Taguig City Police Station chief Col. Robert Baesa said they are preparing to file a complaint against two individuals, one of them a minor, found to be responsible for the November 7 bomb threats.

He said his men in cooperation with the Philippine National Police-Anticyber Crime Group were able to identify the suspects after tracking down their internet protocol (IP) address, exact location, and mobile number.

The suspects used a Facebook account name “Sofia Smith” when they logged in, posted, commented, and made threats on a livestream of a flag-raising ceremony.

Baesa said the dummy social media account commented on the school’s Facebook Live and threatened to kill all the students “like what happened in Thailand.”

The comment read: “Humanda na kyo mamya sa pagpasok ng mga panghapon. Binabalaan ko kayong lahat na humanda mamaya haha papsukin niyo lhat ng estudyante mamaya. Papatayin ko lahat g mga estudyante sa Taguig Signal Village. Kagaya ng nangyare sa Thailand humanda kayo magpapasabog ako dyan sa Signal papatayin ko kayong lahat.”

The threats prompted the local government and the school management to cancel the afternoon classes.

In a press conference, P/Lt. Col. Jay Guillermo, of the PNP-ACG, said “Sofia Smith’ is a 16-year-old girl, Grade 9 student at Signal Village National High School. We went to the Regional Trial Court to obtain a cybercrime warrant so that we have the right to enter the house and confiscate the cell phone of ‘Sofia Smith’ and her companions in the house.”

# PARTS OF THE EXERCISE
a: In the report on the Taguig bomb threats, rewrite the section that opens with the words containing "The suspects used" and closes with "a flag-raising ceremony.", swapping "flag-raising ceremony" for "morning assembly".
b: Pick up the report on the Taguig school bomb threats after its last sentence and carry it forward.

# ENTRIES PROVIDED
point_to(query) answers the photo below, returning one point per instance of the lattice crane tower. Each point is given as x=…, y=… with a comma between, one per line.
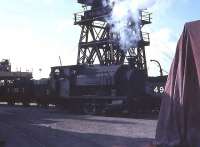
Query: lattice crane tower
x=97, y=44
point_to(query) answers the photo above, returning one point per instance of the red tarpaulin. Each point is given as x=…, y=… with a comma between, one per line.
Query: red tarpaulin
x=179, y=118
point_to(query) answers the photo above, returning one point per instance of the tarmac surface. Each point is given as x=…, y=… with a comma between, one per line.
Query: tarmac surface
x=39, y=127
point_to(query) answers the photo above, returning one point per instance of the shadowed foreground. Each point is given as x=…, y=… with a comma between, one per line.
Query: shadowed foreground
x=36, y=127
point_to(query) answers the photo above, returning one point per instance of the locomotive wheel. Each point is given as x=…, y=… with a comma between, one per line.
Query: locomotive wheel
x=11, y=102
x=25, y=103
x=90, y=108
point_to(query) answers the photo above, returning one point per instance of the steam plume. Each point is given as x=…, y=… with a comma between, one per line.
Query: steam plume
x=124, y=20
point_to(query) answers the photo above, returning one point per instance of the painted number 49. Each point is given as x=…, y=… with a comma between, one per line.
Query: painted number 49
x=158, y=89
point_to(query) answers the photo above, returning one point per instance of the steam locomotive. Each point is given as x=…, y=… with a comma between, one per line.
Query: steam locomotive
x=85, y=88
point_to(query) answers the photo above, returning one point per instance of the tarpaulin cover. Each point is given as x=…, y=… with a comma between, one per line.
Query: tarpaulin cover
x=179, y=118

# PER-TASK OUTPUTS
a:
The suspects used a Facebook account name “Sofia Smith” when they logged in, posted, commented, and made threats on a livestream of a morning assembly.

b:
He said the minor made the threats with the help of a “vindictive” former street sweeper who was sacked by the school management. Charges of grave threats, bomb scare threats, and acts of terrorism would be filed against them.

Investigation showed that there were multiple log-ins of different Facebook accounts to the same IP address. The Taguig City government had asked netizens to refrain from sharing false information which tends to cause panic and alarm in the community.

It reminded the public to be wary of doing such things and warned that making bomb joke is punishable of up to five years imprisonment and P40,000 fine, or both under Presidential Decree 1727 (Anti-Bomb Joke Law).

Anyone circulating hoax warning through email and text messages can also be held criminally liable as it constitutes a wilful dissemination of false information which is punishable by law.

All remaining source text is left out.